◆ **DATA SHOWN**
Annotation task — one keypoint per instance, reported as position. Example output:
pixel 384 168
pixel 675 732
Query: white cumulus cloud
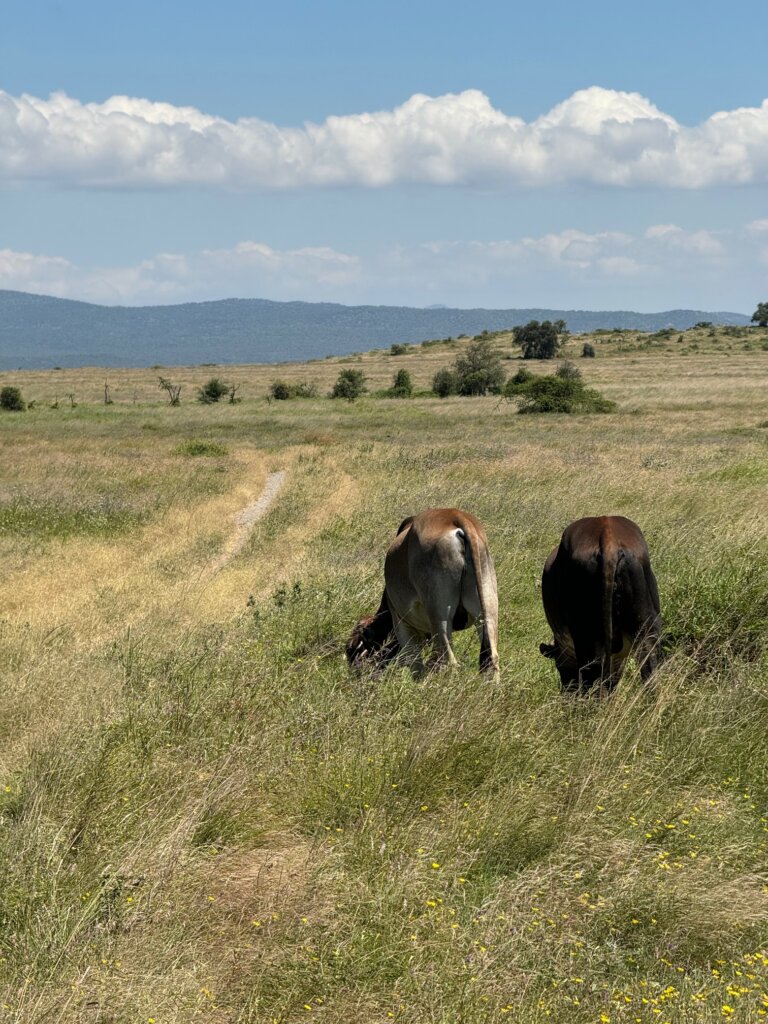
pixel 600 136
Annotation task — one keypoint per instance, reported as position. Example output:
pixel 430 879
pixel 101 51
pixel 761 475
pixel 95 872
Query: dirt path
pixel 247 518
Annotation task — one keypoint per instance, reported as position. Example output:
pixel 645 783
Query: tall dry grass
pixel 205 817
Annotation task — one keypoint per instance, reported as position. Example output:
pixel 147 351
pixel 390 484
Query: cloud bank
pixel 598 136
pixel 665 265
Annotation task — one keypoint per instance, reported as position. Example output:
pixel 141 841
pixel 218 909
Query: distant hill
pixel 37 331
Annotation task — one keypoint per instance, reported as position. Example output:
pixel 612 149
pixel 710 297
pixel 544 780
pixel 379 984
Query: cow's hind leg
pixel 442 649
pixel 410 647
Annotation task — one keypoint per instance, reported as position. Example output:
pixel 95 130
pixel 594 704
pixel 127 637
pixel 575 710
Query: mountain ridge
pixel 41 331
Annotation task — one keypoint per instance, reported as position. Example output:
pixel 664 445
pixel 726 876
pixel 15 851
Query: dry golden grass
pixel 203 817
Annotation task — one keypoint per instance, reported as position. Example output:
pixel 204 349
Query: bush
pixel 562 392
pixel 285 390
pixel 540 341
pixel 201 448
pixel 517 383
pixel 479 371
pixel 212 391
pixel 402 386
pixel 350 384
pixel 11 399
pixel 444 383
pixel 568 371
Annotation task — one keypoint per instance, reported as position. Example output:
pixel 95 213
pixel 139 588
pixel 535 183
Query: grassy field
pixel 205 817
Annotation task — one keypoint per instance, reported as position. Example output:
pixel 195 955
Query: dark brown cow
pixel 438 577
pixel 601 599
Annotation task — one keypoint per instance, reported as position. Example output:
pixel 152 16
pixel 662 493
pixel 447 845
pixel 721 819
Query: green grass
pixel 205 817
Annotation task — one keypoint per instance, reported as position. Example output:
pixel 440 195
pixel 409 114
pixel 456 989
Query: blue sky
pixel 562 155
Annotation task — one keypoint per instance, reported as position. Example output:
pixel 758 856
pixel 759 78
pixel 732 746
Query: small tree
pixel 479 371
pixel 213 390
pixel 11 399
pixel 173 391
pixel 563 392
pixel 540 341
pixel 402 386
pixel 444 383
pixel 350 384
pixel 518 382
pixel 284 390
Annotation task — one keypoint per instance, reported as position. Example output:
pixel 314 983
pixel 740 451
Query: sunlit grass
pixel 203 816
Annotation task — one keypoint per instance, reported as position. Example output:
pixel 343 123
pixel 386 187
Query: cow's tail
pixel 610 563
pixel 477 557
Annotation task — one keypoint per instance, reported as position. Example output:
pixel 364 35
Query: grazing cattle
pixel 438 577
pixel 601 599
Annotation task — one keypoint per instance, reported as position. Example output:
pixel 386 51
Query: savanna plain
pixel 204 816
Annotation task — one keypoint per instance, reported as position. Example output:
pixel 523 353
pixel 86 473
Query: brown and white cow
pixel 438 577
pixel 601 599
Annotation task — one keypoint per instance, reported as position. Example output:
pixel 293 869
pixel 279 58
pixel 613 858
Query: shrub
pixel 11 399
pixel 350 384
pixel 201 448
pixel 517 383
pixel 568 371
pixel 562 392
pixel 444 383
pixel 285 390
pixel 213 390
pixel 173 390
pixel 402 386
pixel 540 341
pixel 479 370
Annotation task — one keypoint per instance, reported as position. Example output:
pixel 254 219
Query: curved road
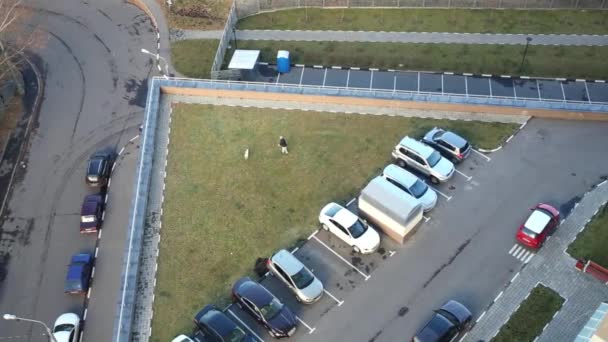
pixel 95 80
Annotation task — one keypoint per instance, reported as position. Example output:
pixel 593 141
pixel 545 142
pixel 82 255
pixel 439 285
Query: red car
pixel 542 222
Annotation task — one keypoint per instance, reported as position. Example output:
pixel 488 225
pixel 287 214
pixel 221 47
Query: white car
pixel 292 272
pixel 349 228
pixel 67 328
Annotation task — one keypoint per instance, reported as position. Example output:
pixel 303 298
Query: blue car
pixel 257 301
pixel 78 278
pixel 217 327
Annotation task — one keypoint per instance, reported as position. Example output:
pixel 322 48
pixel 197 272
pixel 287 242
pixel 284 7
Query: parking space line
pixel 310 330
pixel 340 302
pixel 481 154
pixel 462 174
pixel 245 325
pixel 342 258
pixel 441 193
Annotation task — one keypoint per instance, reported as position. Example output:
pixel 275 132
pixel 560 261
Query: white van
pixel 389 208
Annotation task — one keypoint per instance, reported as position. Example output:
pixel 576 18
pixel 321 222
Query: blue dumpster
pixel 283 61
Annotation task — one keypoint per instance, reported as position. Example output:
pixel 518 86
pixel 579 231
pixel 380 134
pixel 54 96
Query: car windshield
pixel 303 278
pixel 235 335
pixel 87 218
pixel 357 229
pixel 63 327
pixel 434 158
pixel 271 309
pixel 419 189
pixel 528 232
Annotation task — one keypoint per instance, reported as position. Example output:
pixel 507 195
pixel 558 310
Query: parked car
pixel 91 213
pixel 424 159
pixel 217 327
pixel 198 336
pixel 449 144
pixel 390 209
pixel 286 267
pixel 67 328
pixel 99 168
pixel 412 185
pixel 542 222
pixel 349 228
pixel 262 305
pixel 78 278
pixel 448 323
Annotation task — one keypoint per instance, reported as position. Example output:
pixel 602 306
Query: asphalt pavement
pixel 95 86
pixel 465 250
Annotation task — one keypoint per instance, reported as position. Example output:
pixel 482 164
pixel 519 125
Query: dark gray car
pixel 449 144
pixel 448 323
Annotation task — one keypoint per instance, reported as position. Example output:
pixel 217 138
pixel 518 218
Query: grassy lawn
pixel 194 58
pixel 222 212
pixel 198 14
pixel 529 320
pixel 549 61
pixel 591 243
pixel 433 20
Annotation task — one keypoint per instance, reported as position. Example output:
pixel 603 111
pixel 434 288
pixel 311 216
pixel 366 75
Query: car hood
pixel 444 167
pixel 369 239
pixel 283 321
pixel 454 139
pixel 429 199
pixel 314 290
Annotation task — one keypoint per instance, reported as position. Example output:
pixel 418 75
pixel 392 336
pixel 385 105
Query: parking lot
pixel 341 270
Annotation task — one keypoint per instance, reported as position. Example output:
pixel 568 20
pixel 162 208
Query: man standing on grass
pixel 283 145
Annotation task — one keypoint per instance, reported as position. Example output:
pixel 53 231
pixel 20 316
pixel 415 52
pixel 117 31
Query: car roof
pixel 399 175
pixel 255 292
pixel 288 262
pixel 537 221
pixel 345 218
pixel 422 149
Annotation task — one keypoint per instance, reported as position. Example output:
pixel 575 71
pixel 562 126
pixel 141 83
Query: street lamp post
pixel 523 58
pixel 10 317
pixel 158 57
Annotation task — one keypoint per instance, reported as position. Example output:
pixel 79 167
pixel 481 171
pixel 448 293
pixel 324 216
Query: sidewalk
pixel 553 268
pixel 402 37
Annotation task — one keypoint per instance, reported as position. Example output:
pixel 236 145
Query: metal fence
pixel 250 7
pixel 225 40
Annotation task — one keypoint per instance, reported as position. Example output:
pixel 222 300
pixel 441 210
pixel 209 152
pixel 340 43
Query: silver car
pixel 412 185
pixel 286 267
pixel 423 158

◆ **TASK TO COMPLETE**
Please extract every line of the material above that contains the string "dark", treating uppercase and lowercase as different.

◆ **SOLUTION TO THE PROBLEM**
Query: dark brown cow
Query: dark gray car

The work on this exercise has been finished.